** STATED PROBLEM **
Repeat, exactly and completely, the entries shown underneath.

[Entries from a pointing dataset]

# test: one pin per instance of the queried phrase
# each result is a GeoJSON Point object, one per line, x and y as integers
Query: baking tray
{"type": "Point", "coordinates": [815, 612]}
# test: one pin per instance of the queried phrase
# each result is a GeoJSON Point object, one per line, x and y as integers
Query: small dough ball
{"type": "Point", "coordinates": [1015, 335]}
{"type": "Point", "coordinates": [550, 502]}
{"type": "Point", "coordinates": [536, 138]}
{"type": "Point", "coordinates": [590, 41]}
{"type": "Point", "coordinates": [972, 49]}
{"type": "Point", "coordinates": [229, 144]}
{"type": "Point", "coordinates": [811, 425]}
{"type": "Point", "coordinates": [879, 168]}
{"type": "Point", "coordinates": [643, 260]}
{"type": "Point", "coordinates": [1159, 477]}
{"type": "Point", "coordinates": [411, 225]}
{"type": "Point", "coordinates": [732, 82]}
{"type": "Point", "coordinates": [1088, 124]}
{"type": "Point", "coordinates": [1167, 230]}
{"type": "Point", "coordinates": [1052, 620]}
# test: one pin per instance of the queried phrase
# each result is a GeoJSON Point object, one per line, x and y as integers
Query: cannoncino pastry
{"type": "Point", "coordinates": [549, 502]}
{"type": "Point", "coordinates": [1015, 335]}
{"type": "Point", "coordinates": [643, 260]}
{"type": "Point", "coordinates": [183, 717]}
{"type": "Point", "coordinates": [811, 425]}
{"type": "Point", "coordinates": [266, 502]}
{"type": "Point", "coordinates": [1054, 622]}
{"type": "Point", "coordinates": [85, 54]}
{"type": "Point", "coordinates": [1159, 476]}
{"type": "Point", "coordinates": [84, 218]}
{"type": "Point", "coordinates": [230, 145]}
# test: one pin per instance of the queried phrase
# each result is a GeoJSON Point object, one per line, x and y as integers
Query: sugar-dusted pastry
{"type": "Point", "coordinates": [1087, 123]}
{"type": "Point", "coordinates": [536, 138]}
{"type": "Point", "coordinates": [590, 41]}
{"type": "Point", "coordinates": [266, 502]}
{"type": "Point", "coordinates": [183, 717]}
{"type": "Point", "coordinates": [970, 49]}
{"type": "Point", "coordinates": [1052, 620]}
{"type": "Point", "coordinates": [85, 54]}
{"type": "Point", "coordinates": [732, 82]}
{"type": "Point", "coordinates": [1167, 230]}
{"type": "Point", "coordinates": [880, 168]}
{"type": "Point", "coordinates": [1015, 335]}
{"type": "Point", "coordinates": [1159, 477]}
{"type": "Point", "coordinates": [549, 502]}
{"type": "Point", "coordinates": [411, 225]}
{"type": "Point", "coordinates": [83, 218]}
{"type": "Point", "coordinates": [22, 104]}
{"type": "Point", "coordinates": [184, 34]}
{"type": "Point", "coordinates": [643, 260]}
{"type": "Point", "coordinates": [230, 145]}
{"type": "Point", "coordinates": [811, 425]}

** RIGHT ANSWER **
# test: one pin per instance of the queried phrase
# each result is a GeoJSON Point object, one per line, x and y as integers
Query: baking tray
{"type": "Point", "coordinates": [815, 612]}
# test: one pin per instance of the queried phrase
# each result is a GeoJSON Point object, one per line, x and y as integers
Query: small dough ball
{"type": "Point", "coordinates": [1015, 335]}
{"type": "Point", "coordinates": [550, 502]}
{"type": "Point", "coordinates": [536, 138]}
{"type": "Point", "coordinates": [590, 41]}
{"type": "Point", "coordinates": [972, 49]}
{"type": "Point", "coordinates": [229, 144]}
{"type": "Point", "coordinates": [811, 425]}
{"type": "Point", "coordinates": [879, 168]}
{"type": "Point", "coordinates": [643, 260]}
{"type": "Point", "coordinates": [1159, 477]}
{"type": "Point", "coordinates": [411, 225]}
{"type": "Point", "coordinates": [732, 82]}
{"type": "Point", "coordinates": [1088, 124]}
{"type": "Point", "coordinates": [1167, 230]}
{"type": "Point", "coordinates": [1052, 620]}
# test: one pin per instance of the queried phrase
# each result is a GeoJSON Point object, one per line, x and y as integers
Query: cannoncino pastry
{"type": "Point", "coordinates": [549, 502]}
{"type": "Point", "coordinates": [1015, 335]}
{"type": "Point", "coordinates": [643, 260]}
{"type": "Point", "coordinates": [183, 717]}
{"type": "Point", "coordinates": [811, 425]}
{"type": "Point", "coordinates": [266, 502]}
{"type": "Point", "coordinates": [1054, 622]}
{"type": "Point", "coordinates": [85, 54]}
{"type": "Point", "coordinates": [1159, 476]}
{"type": "Point", "coordinates": [84, 218]}
{"type": "Point", "coordinates": [230, 145]}
# test: one pin per instance of the queried phrase
# each result is a GeoJSON Point object, one per line, x and y as integers
Query: sugar-dusted pastry
{"type": "Point", "coordinates": [1087, 123]}
{"type": "Point", "coordinates": [536, 138]}
{"type": "Point", "coordinates": [590, 41]}
{"type": "Point", "coordinates": [266, 502]}
{"type": "Point", "coordinates": [183, 717]}
{"type": "Point", "coordinates": [970, 49]}
{"type": "Point", "coordinates": [1052, 620]}
{"type": "Point", "coordinates": [85, 54]}
{"type": "Point", "coordinates": [732, 82]}
{"type": "Point", "coordinates": [1167, 230]}
{"type": "Point", "coordinates": [880, 168]}
{"type": "Point", "coordinates": [1015, 335]}
{"type": "Point", "coordinates": [1159, 477]}
{"type": "Point", "coordinates": [549, 502]}
{"type": "Point", "coordinates": [411, 225]}
{"type": "Point", "coordinates": [83, 218]}
{"type": "Point", "coordinates": [22, 104]}
{"type": "Point", "coordinates": [184, 34]}
{"type": "Point", "coordinates": [643, 260]}
{"type": "Point", "coordinates": [230, 145]}
{"type": "Point", "coordinates": [811, 425]}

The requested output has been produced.